PROBLEM DESCRIPTION
The answer must consist of each line below that holds the word "building", copied as it stands.

Region pointing data
--------------------------------------------------
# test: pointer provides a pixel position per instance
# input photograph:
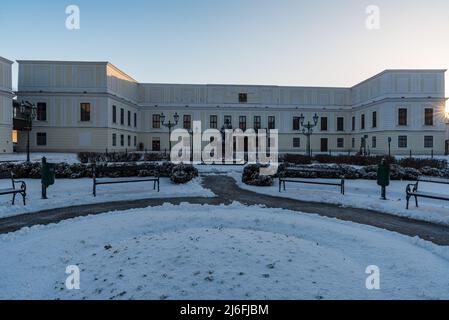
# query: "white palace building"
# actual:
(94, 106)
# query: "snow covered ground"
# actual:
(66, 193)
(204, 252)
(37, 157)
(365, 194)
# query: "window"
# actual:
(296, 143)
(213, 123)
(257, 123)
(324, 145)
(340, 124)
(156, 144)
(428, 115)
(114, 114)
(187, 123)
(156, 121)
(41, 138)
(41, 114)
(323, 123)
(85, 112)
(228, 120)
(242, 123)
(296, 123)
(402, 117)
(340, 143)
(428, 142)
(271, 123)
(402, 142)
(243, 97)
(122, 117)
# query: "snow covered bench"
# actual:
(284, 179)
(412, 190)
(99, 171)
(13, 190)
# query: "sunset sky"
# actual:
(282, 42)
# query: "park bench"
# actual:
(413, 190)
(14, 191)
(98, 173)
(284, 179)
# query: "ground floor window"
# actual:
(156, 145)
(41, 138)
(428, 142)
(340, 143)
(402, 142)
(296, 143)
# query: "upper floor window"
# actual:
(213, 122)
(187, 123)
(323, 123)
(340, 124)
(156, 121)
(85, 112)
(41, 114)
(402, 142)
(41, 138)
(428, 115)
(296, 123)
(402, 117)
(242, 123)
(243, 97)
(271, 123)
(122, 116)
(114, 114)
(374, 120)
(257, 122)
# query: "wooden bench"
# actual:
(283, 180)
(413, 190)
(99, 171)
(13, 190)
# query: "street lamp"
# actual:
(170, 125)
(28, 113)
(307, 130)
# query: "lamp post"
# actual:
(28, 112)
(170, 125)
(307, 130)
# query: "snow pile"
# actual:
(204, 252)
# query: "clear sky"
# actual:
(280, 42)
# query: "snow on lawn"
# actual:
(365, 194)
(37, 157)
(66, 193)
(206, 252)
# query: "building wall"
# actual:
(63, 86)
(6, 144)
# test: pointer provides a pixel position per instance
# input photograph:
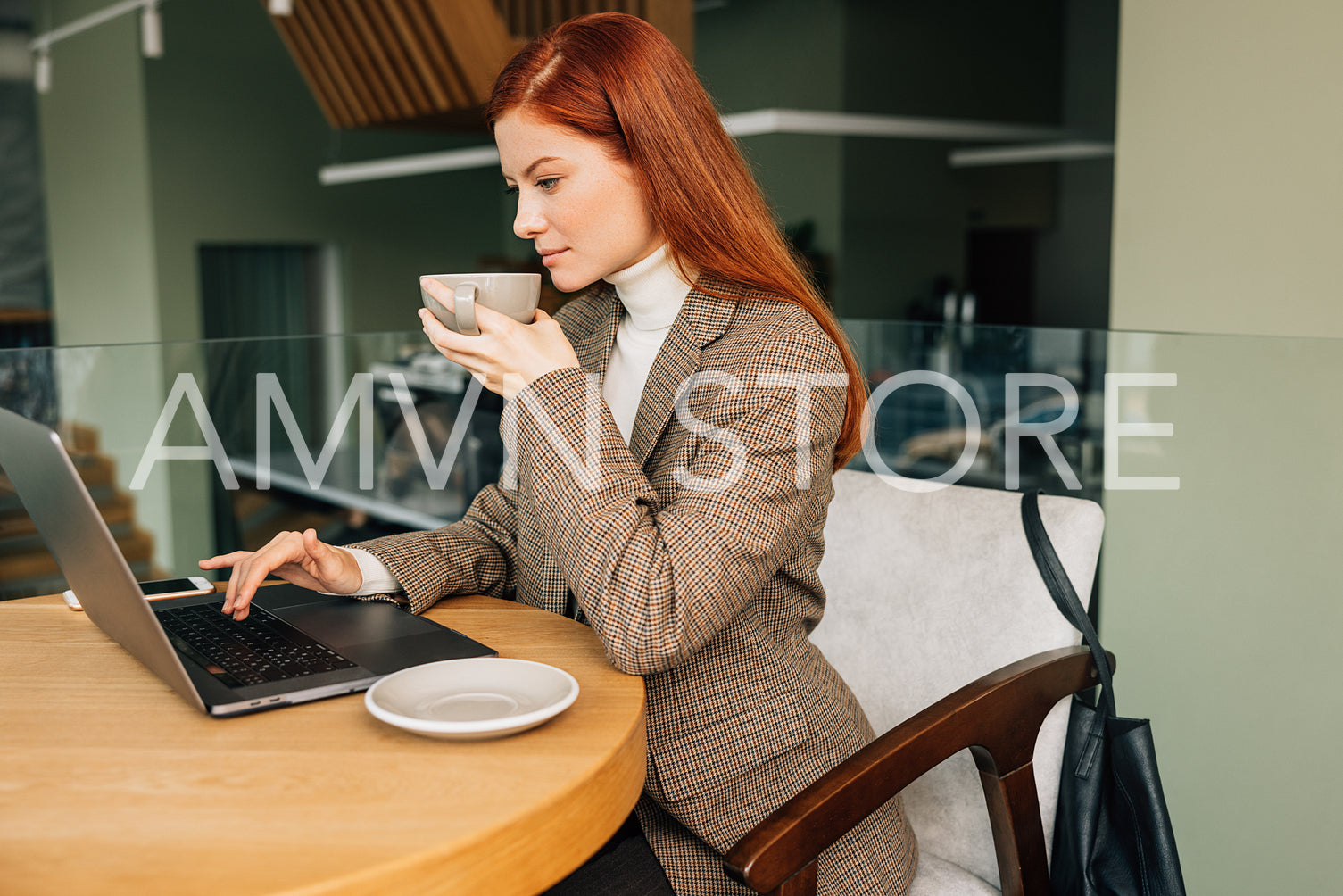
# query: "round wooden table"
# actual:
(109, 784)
--------------------------------------------------
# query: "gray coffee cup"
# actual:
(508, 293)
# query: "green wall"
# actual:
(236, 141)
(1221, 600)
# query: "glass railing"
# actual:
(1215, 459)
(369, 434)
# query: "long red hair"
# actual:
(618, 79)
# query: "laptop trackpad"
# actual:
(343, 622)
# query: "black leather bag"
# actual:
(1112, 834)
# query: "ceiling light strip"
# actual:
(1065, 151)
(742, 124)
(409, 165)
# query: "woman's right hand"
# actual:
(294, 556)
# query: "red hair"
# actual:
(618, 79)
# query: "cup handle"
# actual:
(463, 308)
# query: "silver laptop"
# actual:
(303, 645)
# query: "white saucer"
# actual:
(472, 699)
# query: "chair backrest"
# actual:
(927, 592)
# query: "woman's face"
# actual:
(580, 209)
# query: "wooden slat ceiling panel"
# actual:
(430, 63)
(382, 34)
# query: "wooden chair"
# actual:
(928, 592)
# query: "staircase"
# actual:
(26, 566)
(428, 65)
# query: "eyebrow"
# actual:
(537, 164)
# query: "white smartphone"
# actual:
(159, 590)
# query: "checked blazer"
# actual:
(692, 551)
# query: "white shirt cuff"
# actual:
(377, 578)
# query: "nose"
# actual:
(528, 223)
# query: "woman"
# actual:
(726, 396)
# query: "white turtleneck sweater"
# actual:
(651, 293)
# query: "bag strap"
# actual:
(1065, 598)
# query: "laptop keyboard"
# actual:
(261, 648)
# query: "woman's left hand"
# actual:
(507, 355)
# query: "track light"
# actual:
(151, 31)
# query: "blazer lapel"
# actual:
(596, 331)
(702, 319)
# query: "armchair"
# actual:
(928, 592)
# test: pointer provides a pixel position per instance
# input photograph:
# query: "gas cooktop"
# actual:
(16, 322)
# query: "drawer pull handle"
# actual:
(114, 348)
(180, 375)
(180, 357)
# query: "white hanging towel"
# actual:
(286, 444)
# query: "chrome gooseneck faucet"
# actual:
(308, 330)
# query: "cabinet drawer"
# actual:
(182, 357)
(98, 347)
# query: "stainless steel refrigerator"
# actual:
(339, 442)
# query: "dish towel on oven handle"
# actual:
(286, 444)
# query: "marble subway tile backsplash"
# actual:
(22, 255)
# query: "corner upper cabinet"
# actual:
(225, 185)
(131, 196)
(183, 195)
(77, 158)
--------------------------------------------------
SOLUTION TO THIS TASK
# query: "white palace building"
# query: "building wall"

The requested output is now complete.